**Textauszug**
----

Wer die wichtigsten Hymnen des Civil Rights Movement nacheinander hört, bekommt einen authentischen Eindruck davon, wie sich die Auseinandersetzungen zwischen Schwarzen und Weißen in den Vereinigten Staaten sukzessive verschärft haben. Zwischen Sam Cookes „A Change Is Gonna Come“ und Gil Scott-Herons „The Revolution Will Not Be Televised“ liegen gerade einmal sieben Jahre. Der optimistische Ton von Sam Cooke reflektiert noch die Aufbruchstimmung des Jahres 1964, Martin Luther Kings emphatische Rede auf dem „March on Washington“ am 28. August 1963 lag gerade einmal ein Jahr zurück. Doch allmählich wurden die Konfrontationen gewalttätiger, Prediger King wurde am 1968 in Memphis erschossen. Auch in der afroafrikanischen Musik verschärfte sich der Sound. Nicht umsonst sang James Brown in diesem Jahr sein aggressives Statement „Say It Loud, I’m Black And I’m Proud“. Im Jahr darauf verlangte Sly Stone „Don’t Call Me Nigger Whitey“, The Last Poets folgten 1970 mit „Niggers Are Scared“ und Scott-Herons Revolutions-Song lässt sich als Aufruf an die afroamerikanische Community verstehen, den Wandel hin zu einer gleichberechtigten Gesellschaft, nicht vom Sofa aus abzuwarten.

Der Song, um den es hier geht, entstammt gewissermaßen der optimistisch-naiven Phase Mitte der sechziger Jahre. „People Get Ready“ ist das bekannteste Stück und der erfolgreichste Hit der Band The Impressions um die Sänger und Songwriter Curtis Mayfield und Jerry Butler. Schon 1964 hatten die beiden Jugendfreunde, die sich in einer Kirche in Chicago kennengelernt und dann ihre Leidenschaft für Gospel in der Formation Northern Jubilee Gospel Singers ausgelebt hatten, mit „Keep On Pushing“ einen Song veröffentlicht, der die Ziele des Movements aufgriff. Mit „People Get Ready“ allerdings erreichten sie noch weit mehr Menschen. In den R&B-Charts des Musikmagazins Billboard erreichte die Single Platz 3, in den Pop-Charts Platz 14. Doch diese Platzierung lässt nicht erkennen, welch breite kulturelle Rezeption der zweieinhalbminütige Song erfahren hat. Bob Marley wurde durch ihn zu „One Love“ mehr als nur inspiriert, Bob Dylan coverte ihn zweimal, auch Paul McCartney und Rod Stewart nahmen ihn in eigenen Versionen auf. Mayfield wurde in den Folgejahren mit den Impressions, aber vor allem als Solokünstler ab 1970 zum wichtigsten Chronisten der Lage in den urbanen afroamerikanischen Vierteln im Norden der Vereinigten Staaten – und somit der Abkapselung der Gettos, des Aufkommens einer sich verfestigenden Drogenszene und des Kampfes gegen da weiße Establishment.

----

**Bereitgestelltes Material**
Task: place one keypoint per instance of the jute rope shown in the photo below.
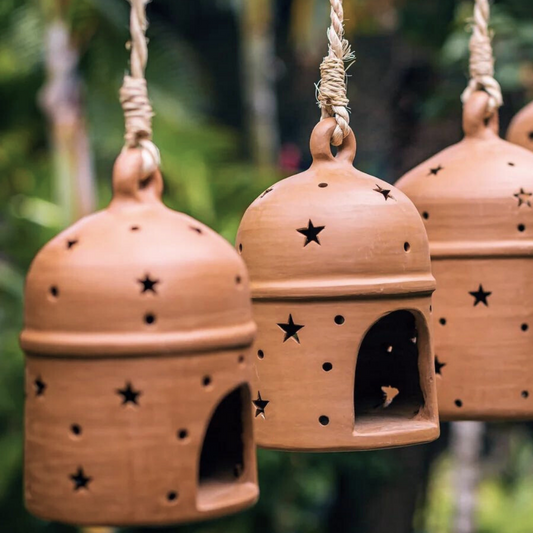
(332, 89)
(138, 111)
(482, 59)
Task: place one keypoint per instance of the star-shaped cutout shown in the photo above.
(260, 405)
(40, 386)
(129, 394)
(148, 284)
(270, 189)
(523, 197)
(291, 330)
(435, 171)
(80, 479)
(311, 233)
(385, 192)
(480, 296)
(438, 366)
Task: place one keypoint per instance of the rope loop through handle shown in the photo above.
(134, 98)
(482, 60)
(332, 90)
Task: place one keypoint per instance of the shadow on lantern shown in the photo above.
(227, 450)
(387, 378)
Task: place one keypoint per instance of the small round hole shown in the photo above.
(149, 318)
(172, 496)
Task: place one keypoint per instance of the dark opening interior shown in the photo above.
(387, 379)
(222, 459)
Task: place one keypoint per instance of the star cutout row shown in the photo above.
(80, 479)
(435, 171)
(523, 197)
(439, 366)
(291, 330)
(480, 296)
(311, 233)
(385, 192)
(260, 405)
(129, 394)
(148, 284)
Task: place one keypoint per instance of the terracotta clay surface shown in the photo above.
(137, 333)
(476, 199)
(341, 284)
(521, 128)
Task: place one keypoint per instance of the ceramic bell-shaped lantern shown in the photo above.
(341, 284)
(521, 128)
(476, 199)
(137, 336)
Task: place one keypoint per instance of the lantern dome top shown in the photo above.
(521, 128)
(136, 278)
(475, 194)
(334, 231)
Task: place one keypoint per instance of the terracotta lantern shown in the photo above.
(476, 199)
(521, 128)
(137, 336)
(341, 285)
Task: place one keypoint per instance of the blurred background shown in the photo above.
(232, 83)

----

**Aufgaben**
#1 Übertragen Sie diesen Satz aus dem Textauszug ins Englische: „In den R&B-Charts des Musikmagazins Billboard erreichte die Single Platz 3, in den Pop-Charts Platz 14.“
#2 Wo haben sich Curtis Mayfield und Jerry Butler laut Textauszug kennengelernt?
Die Auflistung wird hier nicht benötigt.

**Lösungen**
#1 In the R&B charts of the music magazine Billboard, the single reached number 3, and in the pop charts, number 14.

#2 In einer Kirche in Chicago.